#### WORK INSTRUCTIONS
1. Render this sentence from the passage on sports medicine practice in Spanish: "The teams always prefer the surgeon to the Family Medicine or PM&R doctors."
2. In the passage on sports medicine practice, who was the only person at the clinic serving 3 major league teams who actually went to the games?
3. Write what comes next in the passage on sports medicine practice, picking up after its final sentence.

====== PASSAGE PROVIDED ======

Every ex-jock nowadays has dreams of becoming a sports medicine doctor, only seeing patients under 35, hanging out with Kobe Bryant on the weekends, etc. The reality of sports medicine practice in America is a little different.

From what I've seen, very few people are able to get into a practice situation with considerable sports medicine. Most of the Family Medicine/Sports Medicine doctors out there do mostly primary care, with a limited component of actual musculoskeletal medicine. A smaller subset of that is "sports medicine". Anybody who tells you different is lying to you.

One PM&R sports medicine guy who was in a practice with general PM&R docs, and was the official EMG provider for a pro-hockey team said in 5 years he got 1 referral to do an EMG.

This is a best case scenario: I worked in a clinic that was the official provider for 3 of the major league teams in a city. The only one that actually went to the games was the head Orthopedic Surgeon. Rarely, the non-surgeons would provide game coverage. The game coverage component apparently paid quite poorly, isn't worth the advertising benefits, and the surgeons who do it, do so out of personal interest. The teams always prefer the surgeon to the Family Medicine or PM&R doctors. The clinic was run by Family Medicine folks, who did the work up for the surgeons. The surgeons then rounded on the ones who failed surgical management or who had obvious surgical issues. Even in this clinic, maybe 1/3 of the patients were actual "sports medicine" cases. The rest were people with knee arthritis, shoulder impingement, ankle sprain, and back pain. If a pro-athlete came in (which was rare), they were seen by the surgeon alone most of the time.

====== MATERIAL SUPPLIED ======

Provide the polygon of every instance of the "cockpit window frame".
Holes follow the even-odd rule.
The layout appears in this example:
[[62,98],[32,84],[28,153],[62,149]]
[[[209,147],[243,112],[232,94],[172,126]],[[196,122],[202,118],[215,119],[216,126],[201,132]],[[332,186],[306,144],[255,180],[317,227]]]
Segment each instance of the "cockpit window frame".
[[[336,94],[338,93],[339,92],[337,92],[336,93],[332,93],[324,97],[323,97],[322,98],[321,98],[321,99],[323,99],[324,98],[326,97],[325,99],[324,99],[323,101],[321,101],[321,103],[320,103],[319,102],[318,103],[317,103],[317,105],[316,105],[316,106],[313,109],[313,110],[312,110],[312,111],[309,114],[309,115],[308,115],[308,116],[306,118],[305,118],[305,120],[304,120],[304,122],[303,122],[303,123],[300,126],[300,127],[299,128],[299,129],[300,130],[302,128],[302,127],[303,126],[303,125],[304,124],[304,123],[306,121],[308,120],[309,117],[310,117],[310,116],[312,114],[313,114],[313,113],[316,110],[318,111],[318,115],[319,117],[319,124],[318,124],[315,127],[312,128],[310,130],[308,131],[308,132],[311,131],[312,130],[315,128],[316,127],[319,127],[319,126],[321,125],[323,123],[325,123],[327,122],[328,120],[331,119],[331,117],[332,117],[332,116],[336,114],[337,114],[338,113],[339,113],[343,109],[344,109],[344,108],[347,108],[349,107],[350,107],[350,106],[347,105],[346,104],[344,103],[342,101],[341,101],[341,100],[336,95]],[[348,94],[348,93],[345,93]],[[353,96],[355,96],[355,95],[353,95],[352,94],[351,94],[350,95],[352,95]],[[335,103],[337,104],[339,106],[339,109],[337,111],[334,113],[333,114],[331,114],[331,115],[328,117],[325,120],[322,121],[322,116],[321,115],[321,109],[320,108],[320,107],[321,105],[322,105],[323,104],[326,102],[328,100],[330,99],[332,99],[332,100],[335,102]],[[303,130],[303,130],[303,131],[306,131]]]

======

#### ANSWER LIST
1. Los equipos siempre prefieren al cirujano antes que a los médicos de Medicina Familiar o de PM&R.

2. The head Orthopedic Surgeon.

3.
 
When our hockey team went from UHL to NHL minor league, I could no longer cover games, only an orthopedic surgeon. Still, even from covering games, I very rarely got the consults - they went to ortho, as most were fractures, and the back injuries all went to the chiros who were in the locker room before, during and after games.

You have to work very hard and attend a lot of games to get professional athlete referrals. You'll do better with college and high school most likely, but bigger colleges have their own MD staff. At most, ortho rules the roost and non-ortho gets the scraps.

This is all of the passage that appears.